• SET TASK
Transcribe the listing word for word.

Location identification entries:
-- start --

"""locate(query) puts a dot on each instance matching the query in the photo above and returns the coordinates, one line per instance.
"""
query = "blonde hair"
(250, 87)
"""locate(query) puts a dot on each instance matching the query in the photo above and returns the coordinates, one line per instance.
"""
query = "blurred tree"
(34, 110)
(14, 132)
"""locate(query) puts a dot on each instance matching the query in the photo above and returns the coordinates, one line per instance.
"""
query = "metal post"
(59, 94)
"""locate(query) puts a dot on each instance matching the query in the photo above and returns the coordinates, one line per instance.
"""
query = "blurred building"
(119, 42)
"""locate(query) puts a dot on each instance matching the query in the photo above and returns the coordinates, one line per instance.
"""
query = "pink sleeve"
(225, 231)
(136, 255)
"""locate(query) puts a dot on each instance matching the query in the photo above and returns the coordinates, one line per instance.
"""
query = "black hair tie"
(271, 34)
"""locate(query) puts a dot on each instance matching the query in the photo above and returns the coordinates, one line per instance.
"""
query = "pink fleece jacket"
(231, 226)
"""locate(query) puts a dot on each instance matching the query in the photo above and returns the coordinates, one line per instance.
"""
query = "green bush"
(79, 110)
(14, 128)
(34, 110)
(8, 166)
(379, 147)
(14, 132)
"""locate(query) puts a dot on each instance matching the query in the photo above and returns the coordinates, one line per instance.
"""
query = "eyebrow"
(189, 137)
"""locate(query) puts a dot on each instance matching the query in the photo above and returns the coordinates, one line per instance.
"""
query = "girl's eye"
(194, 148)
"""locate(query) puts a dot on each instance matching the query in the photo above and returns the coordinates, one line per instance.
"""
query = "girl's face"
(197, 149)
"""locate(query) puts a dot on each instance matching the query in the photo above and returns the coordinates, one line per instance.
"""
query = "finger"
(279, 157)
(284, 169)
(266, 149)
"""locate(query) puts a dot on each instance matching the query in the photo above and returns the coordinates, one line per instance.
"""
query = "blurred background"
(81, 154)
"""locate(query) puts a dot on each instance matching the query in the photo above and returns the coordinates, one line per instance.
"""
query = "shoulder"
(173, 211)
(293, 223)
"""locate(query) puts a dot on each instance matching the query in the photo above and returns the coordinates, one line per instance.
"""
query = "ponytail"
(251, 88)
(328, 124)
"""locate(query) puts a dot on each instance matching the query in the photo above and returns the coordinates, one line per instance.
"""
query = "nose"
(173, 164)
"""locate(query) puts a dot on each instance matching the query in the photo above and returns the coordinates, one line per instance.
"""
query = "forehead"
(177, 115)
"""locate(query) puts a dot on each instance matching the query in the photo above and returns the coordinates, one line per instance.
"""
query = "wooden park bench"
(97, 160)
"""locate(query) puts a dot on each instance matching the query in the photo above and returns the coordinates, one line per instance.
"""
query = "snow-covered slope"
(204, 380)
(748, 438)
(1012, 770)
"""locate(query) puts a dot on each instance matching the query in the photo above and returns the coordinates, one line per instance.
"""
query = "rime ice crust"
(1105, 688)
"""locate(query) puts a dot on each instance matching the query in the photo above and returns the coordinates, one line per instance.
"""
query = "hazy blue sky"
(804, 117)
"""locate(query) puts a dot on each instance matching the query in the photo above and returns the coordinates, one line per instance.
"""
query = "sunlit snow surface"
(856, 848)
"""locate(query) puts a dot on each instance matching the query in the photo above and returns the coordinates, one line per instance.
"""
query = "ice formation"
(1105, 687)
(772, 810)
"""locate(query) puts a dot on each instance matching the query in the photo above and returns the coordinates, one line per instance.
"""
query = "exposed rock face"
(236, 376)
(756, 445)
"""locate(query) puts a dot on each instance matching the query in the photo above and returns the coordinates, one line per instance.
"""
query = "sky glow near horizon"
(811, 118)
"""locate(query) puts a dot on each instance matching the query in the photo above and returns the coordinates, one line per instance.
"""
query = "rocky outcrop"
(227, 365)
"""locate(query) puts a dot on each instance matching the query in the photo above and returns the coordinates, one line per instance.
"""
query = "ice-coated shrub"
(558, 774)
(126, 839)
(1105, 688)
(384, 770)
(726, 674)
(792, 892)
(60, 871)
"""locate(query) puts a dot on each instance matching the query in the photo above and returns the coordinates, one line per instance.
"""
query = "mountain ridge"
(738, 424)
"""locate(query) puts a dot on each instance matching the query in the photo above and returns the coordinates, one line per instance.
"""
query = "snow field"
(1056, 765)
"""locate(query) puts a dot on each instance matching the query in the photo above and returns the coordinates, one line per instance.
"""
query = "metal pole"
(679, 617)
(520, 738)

-- end --

• RESULT
"""locate(query) puts a dot on each instance matching the query in the photo above and returns the coordinates, one line per instance.
"""
query = "blonde hair"
(250, 87)
"""locate(query) puts a dot on each instance matching the query in the photo above and returns the coordinates, one line per instance.
"""
query = "blurred tree"
(34, 110)
(14, 132)
"""locate(query) puts a dot on each instance matching the query in the photo above and returns the coordinates, one line per instance.
"""
query = "metal post"
(59, 94)
"""locate(query) puts a dot on each instance matching the query in the photo above and returns the coordinates, one line per instance.
"""
query = "blurred building"
(119, 42)
"""locate(query) puts a dot on each instance matching the query in the photo above and returns the coordinates, one line per instance.
"""
query = "pink sleeve"
(225, 231)
(136, 255)
"""locate(query) puts a dot on each instance matching the query in the photo above and returns the coordinates, one line per instance.
"""
query = "black hair tie"
(271, 34)
"""locate(query) puts a dot on each instance matching the query in the photo above and returns the coordinates, one line per instance.
"""
query = "pink fleece jacket"
(231, 226)
"""locate(query) puts a dot on each instance matching the query in the photo above and returns the coordinates, one line per instance.
"""
query = "green bush"
(79, 110)
(14, 128)
(34, 110)
(8, 166)
(379, 147)
(14, 132)
"""locate(query) puts a dot on each instance matching the query in the photo above and returns the coordinates, one line per instance.
"""
query = "eyebrow"
(189, 137)
"""locate(query) puts a dot on each instance matching the query in the photo above and returns the coordinates, one line per instance.
"""
query = "girl's eye"
(194, 148)
"""locate(query) puts a dot on each instance matching the query in the photo above and returns the coordinates, one line per instance.
"""
query = "girl's face"
(197, 149)
"""locate(query) puts a dot on each instance matching the query in the photo above and returns the coordinates, one line per instance.
"""
query = "finger"
(279, 157)
(284, 169)
(266, 149)
"""locate(query) puts a dot on each instance matching the query in the photo above and returns the coordinates, one line per instance.
"""
query = "blurred background"
(81, 154)
"""locate(query) puts a dot on each instance matching the query in the photo above and returns the coordinates, one line per instance.
"""
query = "shoulder"
(173, 211)
(293, 223)
"""locate(query) puts a dot on each instance matching the query in the photo above and returns the coordinates, one line per instance.
"""
query = "ponytail"
(251, 88)
(328, 124)
"""locate(query) puts a dot on each instance matching the query in the photo above and returns the coordinates, one line per instance.
"""
query = "nose"
(173, 164)
"""locate(query) puts a dot on each instance matching the query in the photo above and returns the coordinates, one line per instance.
"""
query = "forehead"
(177, 115)
"""locate(query) puts a dot on each instance matching the query in the photo above and returns the coordinates, one line per instance.
"""
query = "wooden park bench"
(97, 160)
"""locate(query) puts a dot on each instance matching the query in the photo above and returns the coordinates, one line per instance.
"""
query = "snow-covered slope"
(204, 380)
(748, 438)
(1012, 770)
"""locate(query) puts a dot on each instance matching the query in the photo above and returns the coordinates, one line per instance.
"""
query = "rime ice crust"
(1105, 688)
"""locate(query) puts a dot on each instance matching the query in the photo above and returns the coordinates, one line per instance.
"""
query = "hazy blue sky"
(804, 117)
"""locate(query) puts a dot on each instance matching the query in the photo above and returns the coordinates, one line per instance.
"""
query = "sunlit snow surface"
(856, 848)
"""locate(query) puts a dot on each instance matching the query in the photo above and returns the coordinates, one line per instance.
"""
query = "ice formation"
(1105, 687)
(772, 810)
"""locate(query) puts a dot on each instance matching the query in the photo above and returns the coordinates, one line per instance.
"""
query = "exposed rock face"
(236, 376)
(756, 445)
"""locate(query) puts a dot on each instance matching the query in the photo above and returns the coordinates, one line per instance.
"""
query = "sky glow near horizon"
(811, 118)
"""locate(query) puts a dot on each instance matching the query in the photo above and returns the coordinates, one line per instance.
"""
query = "rocky outcrop"
(227, 365)
"""locate(query) puts a dot on each instance matching the query in the photo above and returns the coordinates, one line per instance.
"""
query = "ice-coated shrub"
(558, 774)
(126, 839)
(1105, 688)
(384, 770)
(726, 674)
(792, 892)
(60, 871)
"""locate(query) puts a dot on each instance matching the query in the photo above and returns the coordinates, one line per instance.
"""
query = "mountain ridge"
(738, 424)
"""locate(query) puts a dot on each instance matching the query in the photo above and returns the coordinates, one line per instance.
"""
query = "snow field"
(1056, 765)
"""locate(query) puts a dot on each instance matching the query in the photo above and returns the coordinates, one line per instance.
"""
query = "metal pole"
(679, 617)
(520, 738)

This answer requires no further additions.